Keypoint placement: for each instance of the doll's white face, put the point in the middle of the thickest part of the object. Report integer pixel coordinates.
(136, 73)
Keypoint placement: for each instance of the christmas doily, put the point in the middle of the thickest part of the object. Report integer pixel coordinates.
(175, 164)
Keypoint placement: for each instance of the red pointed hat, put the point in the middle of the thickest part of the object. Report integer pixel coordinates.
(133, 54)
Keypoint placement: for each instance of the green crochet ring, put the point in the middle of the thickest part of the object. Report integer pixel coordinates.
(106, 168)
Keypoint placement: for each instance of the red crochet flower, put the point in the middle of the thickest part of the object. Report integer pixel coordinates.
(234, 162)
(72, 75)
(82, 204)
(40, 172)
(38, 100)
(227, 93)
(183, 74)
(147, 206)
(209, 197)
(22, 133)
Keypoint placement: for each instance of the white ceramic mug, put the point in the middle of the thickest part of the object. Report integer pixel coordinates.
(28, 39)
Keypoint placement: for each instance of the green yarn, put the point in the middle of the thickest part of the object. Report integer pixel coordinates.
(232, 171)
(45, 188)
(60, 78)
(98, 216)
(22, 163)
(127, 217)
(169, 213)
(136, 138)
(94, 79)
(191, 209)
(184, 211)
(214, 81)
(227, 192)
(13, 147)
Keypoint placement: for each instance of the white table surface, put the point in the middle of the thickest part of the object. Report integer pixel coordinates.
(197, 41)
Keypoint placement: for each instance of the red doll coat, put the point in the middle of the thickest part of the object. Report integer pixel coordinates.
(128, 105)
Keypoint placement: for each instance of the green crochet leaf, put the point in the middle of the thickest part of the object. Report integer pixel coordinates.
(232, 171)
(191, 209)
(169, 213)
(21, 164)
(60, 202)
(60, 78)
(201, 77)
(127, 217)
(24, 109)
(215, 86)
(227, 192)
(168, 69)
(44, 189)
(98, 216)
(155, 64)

——

* [Exercise requirements]:
Could you give the records again, exactly as they appear?

* [Exercise solution]:
Keypoint placement: for each instance of the doll's white face, put the point in the middle of the thickest part of the object. Report integer pixel coordinates.
(136, 73)
Keypoint placement: for each instance of the christmas doily, put the point in the middle of the thickest part of the object. Report integer pixel coordinates.
(175, 164)
Keypoint placement: for each instance of the red pointed hat, put the point in the middle of the thickest part of the object. Report integer pixel coordinates.
(133, 54)
Keypoint placement: for each instance of the green crochet ring, put the point in the middle of the thickest part of the object. Report integer pixel coordinates.
(106, 168)
Keypoint placement: for each instance of the red crochet flower, put the point in the middle of the thickest part of the object. Report integer pixel coordinates.
(234, 162)
(72, 75)
(82, 204)
(40, 172)
(38, 100)
(227, 93)
(183, 74)
(147, 206)
(209, 197)
(22, 133)
Keypoint placement: for each instance of the white ceramic mug, put the point in the middle of the thickest part of the object. Report integer pixel coordinates.
(28, 39)
Keypoint placement: for each instance of the green yarn, put the point in the middle of the thickest part of the object. Report integer pixel coordinates.
(232, 171)
(45, 188)
(60, 78)
(98, 216)
(22, 163)
(127, 217)
(169, 213)
(136, 138)
(94, 79)
(191, 209)
(184, 211)
(214, 81)
(227, 192)
(13, 147)
Keypoint placement: for each instance of the white table surface, put the point in the middle of the thickest part of the object. Report integer pixel coordinates.
(197, 41)
Keypoint placement: for each instance of the red doll coat, put the point in the middle of the thickest part of the object. Report integer pixel coordinates.
(128, 105)
Keypoint placement: for each instance of the green crochet leaf, put the point in the middle of the thickest part of the object. Report integer pixel coordinates.
(232, 171)
(191, 209)
(169, 213)
(21, 164)
(60, 202)
(60, 78)
(201, 77)
(127, 217)
(24, 109)
(215, 86)
(227, 192)
(168, 69)
(44, 189)
(98, 216)
(155, 64)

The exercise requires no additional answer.